__PROVIDED ENTRIES__.

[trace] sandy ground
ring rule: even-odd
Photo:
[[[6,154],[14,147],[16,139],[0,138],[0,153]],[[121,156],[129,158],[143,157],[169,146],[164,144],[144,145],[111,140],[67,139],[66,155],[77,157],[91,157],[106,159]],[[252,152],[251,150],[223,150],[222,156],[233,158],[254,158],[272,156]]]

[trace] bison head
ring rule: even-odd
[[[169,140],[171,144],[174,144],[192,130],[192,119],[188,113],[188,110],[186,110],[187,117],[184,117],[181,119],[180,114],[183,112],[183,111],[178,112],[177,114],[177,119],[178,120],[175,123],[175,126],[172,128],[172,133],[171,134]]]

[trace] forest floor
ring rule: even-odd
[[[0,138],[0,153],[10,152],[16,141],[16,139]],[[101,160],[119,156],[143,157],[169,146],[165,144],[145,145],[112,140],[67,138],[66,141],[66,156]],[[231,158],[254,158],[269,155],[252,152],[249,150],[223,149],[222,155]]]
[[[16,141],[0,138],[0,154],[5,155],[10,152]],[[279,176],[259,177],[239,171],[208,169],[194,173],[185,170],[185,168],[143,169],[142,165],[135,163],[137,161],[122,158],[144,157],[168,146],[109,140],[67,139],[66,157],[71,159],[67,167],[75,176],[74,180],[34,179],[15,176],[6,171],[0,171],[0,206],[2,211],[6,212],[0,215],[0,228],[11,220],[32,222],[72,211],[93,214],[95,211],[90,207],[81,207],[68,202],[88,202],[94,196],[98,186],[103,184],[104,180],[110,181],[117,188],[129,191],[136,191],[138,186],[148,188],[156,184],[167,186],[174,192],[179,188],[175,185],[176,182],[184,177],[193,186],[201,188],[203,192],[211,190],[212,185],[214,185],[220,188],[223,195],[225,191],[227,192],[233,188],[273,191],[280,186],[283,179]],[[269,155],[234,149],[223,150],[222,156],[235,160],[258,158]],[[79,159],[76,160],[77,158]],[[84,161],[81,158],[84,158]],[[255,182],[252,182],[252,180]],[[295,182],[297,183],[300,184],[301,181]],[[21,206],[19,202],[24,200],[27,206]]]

__PROBLEM TO WORK ON__. Copy out all the records again, changing every "even-odd" to "nonzero" and leaving the rest untouched.

__OUTPUT BELOW__.
[trace] sandy ground
ring rule: nonzero
Photo:
[[[6,154],[14,147],[16,139],[0,138],[0,153]],[[121,156],[129,158],[143,157],[169,146],[164,144],[144,145],[111,140],[67,139],[66,155],[77,157],[91,157],[106,159]],[[252,152],[251,150],[223,150],[222,156],[233,158],[254,158],[272,156]]]

[trace] bison head
ring rule: nonzero
[[[169,140],[171,144],[174,144],[192,130],[192,119],[188,113],[188,110],[186,110],[187,117],[184,117],[181,119],[180,114],[183,112],[183,111],[178,112],[177,114],[177,119],[178,120],[175,123],[175,126],[172,128],[172,133],[171,134]]]

[trace] forest floor
ring rule: nonzero
[[[0,138],[0,153],[10,152],[16,141],[16,139]],[[101,160],[119,156],[143,157],[169,146],[165,144],[145,145],[112,140],[67,138],[66,141],[66,156]],[[231,158],[254,158],[269,155],[252,152],[249,150],[223,149],[222,155]]]
[[[16,141],[0,138],[0,154],[5,155],[10,152]],[[279,176],[259,177],[239,171],[208,169],[194,173],[185,170],[185,168],[143,169],[142,165],[135,163],[137,161],[122,158],[144,157],[168,146],[109,140],[67,139],[66,157],[71,159],[67,167],[75,176],[74,180],[34,179],[15,176],[6,171],[0,171],[0,206],[2,211],[6,212],[0,215],[0,228],[11,220],[32,222],[72,211],[93,214],[95,211],[90,207],[81,207],[68,202],[88,202],[94,196],[98,186],[103,184],[104,180],[110,181],[117,188],[129,191],[136,191],[138,186],[148,188],[156,184],[167,186],[174,192],[179,188],[175,185],[176,182],[184,177],[193,186],[201,188],[203,192],[211,190],[212,185],[214,185],[220,188],[223,195],[225,191],[227,192],[233,188],[273,191],[280,186],[283,179]],[[269,155],[234,149],[223,150],[222,156],[235,160],[258,158]],[[79,159],[76,160],[77,158]],[[84,161],[81,158],[84,158]],[[255,182],[252,182],[252,180]],[[295,182],[297,183],[300,184],[301,181]],[[21,206],[19,202],[24,200],[27,206]]]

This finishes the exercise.